§ **TEXTE À LIRE**:
◆ ◆ ◆ ◆

# Je "débarasse" vos vieux numéros iCreate.



## v1nce29 (26 Juillet 2021)

Bonjour,

Je ne sais pas si c'est du piratage de thread ou pas mais je vais tenter ma chance : quelqu'un se débarasserait-il de ses vieux numéros iCreate ?
Je cherche en priorité les numéros des années 2004 à 2015. 
Je paye les frais de port/emballage/café.

Voilà.
Merci.


----------



## Franz59 (27 Juillet 2021)

v1nce29 a dit:


> Bonjour,
> 
> Je ne sais pas si c'est du piratage de thread ou pas mais je vais tenter ma chance : quelqu'un se débarasserait-il de ses vieux numéros iCreate ?
> Je cherche en priorité les numéros des années 2004 à 2015.
> ...


Bonjour
Je les ai tous de fin 2010 à fin 2015
Prêt a les donner voire à les livrer si pas trop loin de chez moi


----------



## v1nce29 (18 Août 2021)

J'avais pourtant mis un rappel par mail.
Comment j'ai pu passer à côté ?!
Je ne m'attendais pas à ce que ce soit aussi rapide sans doute.

◆ ◆ ◆ ◆

§ **Entrées enregistrées**:
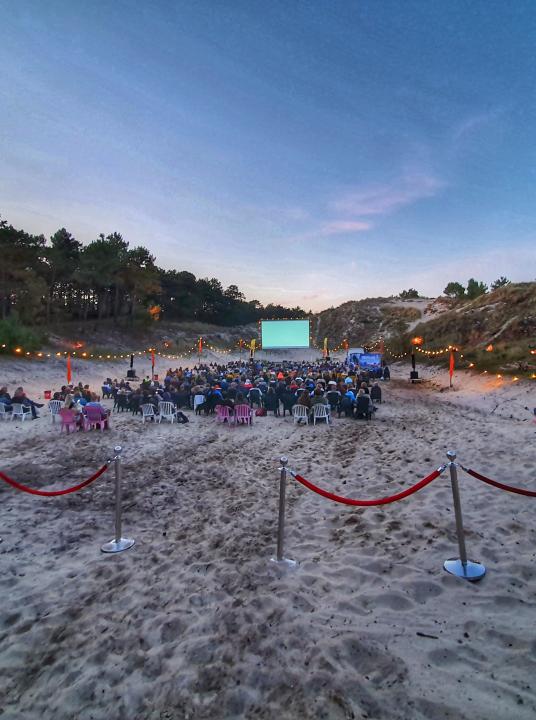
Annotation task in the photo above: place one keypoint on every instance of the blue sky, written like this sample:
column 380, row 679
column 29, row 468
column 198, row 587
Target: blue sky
column 309, row 152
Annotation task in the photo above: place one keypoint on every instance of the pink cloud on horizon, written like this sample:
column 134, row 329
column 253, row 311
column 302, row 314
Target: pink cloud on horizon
column 382, row 199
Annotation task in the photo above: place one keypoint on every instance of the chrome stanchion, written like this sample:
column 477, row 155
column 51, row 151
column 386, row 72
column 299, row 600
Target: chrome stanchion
column 119, row 543
column 461, row 567
column 280, row 557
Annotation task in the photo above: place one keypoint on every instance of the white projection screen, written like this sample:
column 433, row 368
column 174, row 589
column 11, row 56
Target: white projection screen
column 284, row 334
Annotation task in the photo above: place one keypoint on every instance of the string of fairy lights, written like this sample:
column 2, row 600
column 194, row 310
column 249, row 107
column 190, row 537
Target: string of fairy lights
column 242, row 345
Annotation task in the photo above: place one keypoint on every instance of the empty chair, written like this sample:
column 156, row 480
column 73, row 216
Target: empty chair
column 121, row 402
column 346, row 406
column 166, row 411
column 93, row 419
column 288, row 400
column 333, row 397
column 223, row 413
column 321, row 412
column 300, row 412
column 147, row 412
column 106, row 391
column 68, row 420
column 376, row 393
column 54, row 407
column 22, row 411
column 243, row 415
column 362, row 407
column 255, row 397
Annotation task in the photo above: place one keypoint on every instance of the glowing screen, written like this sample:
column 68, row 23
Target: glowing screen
column 284, row 334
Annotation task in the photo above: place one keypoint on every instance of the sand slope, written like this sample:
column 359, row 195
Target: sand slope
column 195, row 622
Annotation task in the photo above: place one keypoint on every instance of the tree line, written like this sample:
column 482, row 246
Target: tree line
column 60, row 278
column 474, row 288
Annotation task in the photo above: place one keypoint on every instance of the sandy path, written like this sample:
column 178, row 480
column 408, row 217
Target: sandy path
column 195, row 622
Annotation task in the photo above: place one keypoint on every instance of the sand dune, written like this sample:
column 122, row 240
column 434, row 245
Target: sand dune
column 196, row 622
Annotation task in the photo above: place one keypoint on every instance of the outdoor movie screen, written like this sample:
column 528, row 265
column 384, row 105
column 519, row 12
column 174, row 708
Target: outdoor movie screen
column 279, row 334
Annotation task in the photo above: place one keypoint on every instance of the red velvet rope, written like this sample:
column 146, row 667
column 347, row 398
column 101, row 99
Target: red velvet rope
column 53, row 493
column 366, row 503
column 501, row 486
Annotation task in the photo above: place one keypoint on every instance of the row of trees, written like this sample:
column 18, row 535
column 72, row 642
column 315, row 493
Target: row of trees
column 60, row 278
column 474, row 288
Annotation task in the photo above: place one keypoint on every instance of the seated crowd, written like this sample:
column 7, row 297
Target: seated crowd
column 19, row 398
column 268, row 388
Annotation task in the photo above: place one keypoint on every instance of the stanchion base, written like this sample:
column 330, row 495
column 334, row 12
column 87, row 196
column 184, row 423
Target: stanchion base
column 285, row 561
column 118, row 545
column 469, row 571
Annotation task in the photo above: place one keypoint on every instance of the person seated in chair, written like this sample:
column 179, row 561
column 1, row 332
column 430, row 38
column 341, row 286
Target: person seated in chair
column 5, row 398
column 20, row 397
column 346, row 404
column 364, row 406
column 271, row 401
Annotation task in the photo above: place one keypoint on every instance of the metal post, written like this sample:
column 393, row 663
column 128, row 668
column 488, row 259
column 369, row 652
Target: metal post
column 280, row 558
column 461, row 567
column 119, row 543
column 281, row 522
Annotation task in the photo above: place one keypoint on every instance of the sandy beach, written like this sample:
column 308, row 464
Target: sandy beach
column 196, row 622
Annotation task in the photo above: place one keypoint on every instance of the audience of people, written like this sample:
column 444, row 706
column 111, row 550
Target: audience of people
column 269, row 387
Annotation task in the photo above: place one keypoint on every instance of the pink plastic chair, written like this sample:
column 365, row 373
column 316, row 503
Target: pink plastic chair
column 93, row 419
column 223, row 413
column 243, row 414
column 68, row 420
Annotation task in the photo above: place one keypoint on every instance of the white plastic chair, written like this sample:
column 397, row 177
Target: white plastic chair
column 166, row 411
column 321, row 412
column 147, row 412
column 300, row 412
column 54, row 407
column 22, row 411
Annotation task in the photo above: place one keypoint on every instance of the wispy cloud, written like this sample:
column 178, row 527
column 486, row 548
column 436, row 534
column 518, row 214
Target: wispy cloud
column 473, row 123
column 382, row 199
column 343, row 227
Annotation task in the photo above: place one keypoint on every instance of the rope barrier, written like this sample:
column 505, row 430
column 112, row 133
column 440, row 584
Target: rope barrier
column 367, row 503
column 53, row 493
column 501, row 486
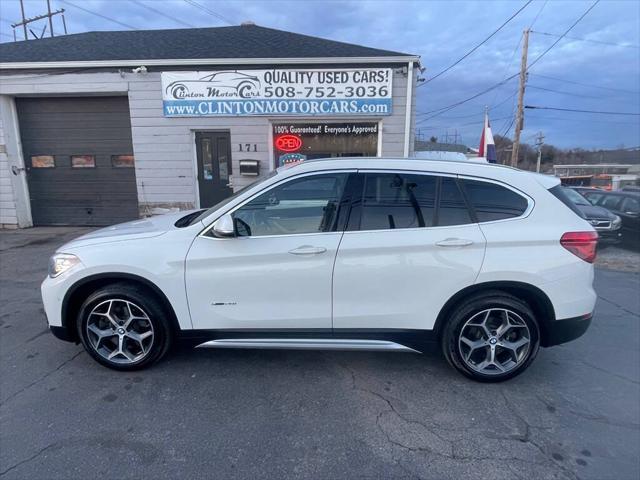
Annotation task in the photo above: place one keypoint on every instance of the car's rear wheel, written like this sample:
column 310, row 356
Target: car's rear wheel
column 124, row 327
column 491, row 337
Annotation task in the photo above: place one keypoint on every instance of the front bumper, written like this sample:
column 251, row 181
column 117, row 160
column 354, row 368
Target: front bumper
column 565, row 330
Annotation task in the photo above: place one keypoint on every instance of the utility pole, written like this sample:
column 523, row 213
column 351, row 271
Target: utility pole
column 520, row 112
column 25, row 21
column 50, row 16
column 539, row 143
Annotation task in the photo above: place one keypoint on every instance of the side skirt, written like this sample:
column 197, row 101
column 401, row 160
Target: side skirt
column 307, row 344
column 398, row 340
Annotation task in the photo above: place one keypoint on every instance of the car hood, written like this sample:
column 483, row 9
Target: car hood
column 136, row 229
column 592, row 212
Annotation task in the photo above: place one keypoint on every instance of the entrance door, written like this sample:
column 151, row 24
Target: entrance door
column 214, row 167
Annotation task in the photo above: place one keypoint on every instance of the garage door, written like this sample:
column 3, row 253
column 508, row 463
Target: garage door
column 79, row 160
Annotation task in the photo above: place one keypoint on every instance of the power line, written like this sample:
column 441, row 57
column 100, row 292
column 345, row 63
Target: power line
column 477, row 46
column 581, row 111
column 440, row 111
column 99, row 15
column 494, row 107
column 537, row 116
column 629, row 45
column 560, row 92
column 162, row 14
column 585, row 84
column 539, row 57
column 513, row 56
column 209, row 11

◆ ◆ ◆ ◆

§ **À FAIRE**: Recopiez à l'identique, s'il vous plaît, le passage de la discussion sur les numéros iCreate qui commence par « ## v1nce29 (18 » et se poursuit jusqu'à « rapide sans doute. ».

§ **RÉPONSE**:
## v1nce29 (18 Août 2021)

J'avais pourtant mis un rappel par mail.
Comment j'ai pu passer à côté ?!
Je ne m'attendais pas à ce que ce soit aussi rapide sans doute.